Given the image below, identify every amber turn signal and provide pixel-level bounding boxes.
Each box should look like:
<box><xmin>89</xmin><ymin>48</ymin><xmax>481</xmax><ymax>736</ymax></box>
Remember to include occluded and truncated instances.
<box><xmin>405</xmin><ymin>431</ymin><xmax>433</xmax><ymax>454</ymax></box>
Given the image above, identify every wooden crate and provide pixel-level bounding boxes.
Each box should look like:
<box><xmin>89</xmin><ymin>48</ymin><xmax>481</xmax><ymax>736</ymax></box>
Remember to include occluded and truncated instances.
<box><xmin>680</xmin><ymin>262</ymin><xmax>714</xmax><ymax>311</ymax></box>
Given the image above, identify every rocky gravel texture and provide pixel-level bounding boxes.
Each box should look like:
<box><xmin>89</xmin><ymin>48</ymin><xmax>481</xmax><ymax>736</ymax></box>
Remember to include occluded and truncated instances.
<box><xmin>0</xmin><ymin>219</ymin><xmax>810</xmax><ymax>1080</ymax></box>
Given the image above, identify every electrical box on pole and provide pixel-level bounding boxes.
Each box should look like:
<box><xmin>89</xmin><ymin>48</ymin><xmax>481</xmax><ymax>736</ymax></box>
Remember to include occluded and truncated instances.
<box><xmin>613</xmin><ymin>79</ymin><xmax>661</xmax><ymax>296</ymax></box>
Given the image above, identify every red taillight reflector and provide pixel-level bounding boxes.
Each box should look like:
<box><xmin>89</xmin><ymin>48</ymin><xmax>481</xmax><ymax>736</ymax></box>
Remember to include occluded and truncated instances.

• [What you should do]
Reproduce all of the material above, switching every "identify" to "locate" and leaving everything else unchanged.

• [Result]
Given the image below, locate every amber turn signal and provide pixel-level bounding boxes.
Each box should look like:
<box><xmin>89</xmin><ymin>48</ymin><xmax>481</xmax><ymax>736</ymax></box>
Remember to include occluded and truncated instances.
<box><xmin>405</xmin><ymin>431</ymin><xmax>433</xmax><ymax>454</ymax></box>
Given the image above, locate every wooden crate and provide pixel-level bounding boxes.
Each box should look like:
<box><xmin>89</xmin><ymin>48</ymin><xmax>481</xmax><ymax>736</ymax></box>
Remember to include occluded and truncated instances.
<box><xmin>680</xmin><ymin>262</ymin><xmax>714</xmax><ymax>311</ymax></box>
Given the image above, locate every rocky gravel texture and provide pixel-level bounding boxes.
Each box should look like:
<box><xmin>89</xmin><ymin>48</ymin><xmax>481</xmax><ymax>736</ymax></box>
Remember to include occluded and truncated instances.
<box><xmin>0</xmin><ymin>219</ymin><xmax>810</xmax><ymax>1080</ymax></box>
Given the image above, locate every electrical box on pole and provide pixel-level bounding boxes.
Each box should look like:
<box><xmin>89</xmin><ymin>48</ymin><xmax>481</xmax><ymax>736</ymax></box>
Remember to include occluded and truncated instances.
<box><xmin>613</xmin><ymin>79</ymin><xmax>661</xmax><ymax>296</ymax></box>
Given the image above, locate every red taillight reflector and provide pixel-level bounding boxes.
Each box should look like:
<box><xmin>89</xmin><ymin>48</ymin><xmax>481</xmax><ymax>736</ymax></box>
Remember to include occluded and truncated instances.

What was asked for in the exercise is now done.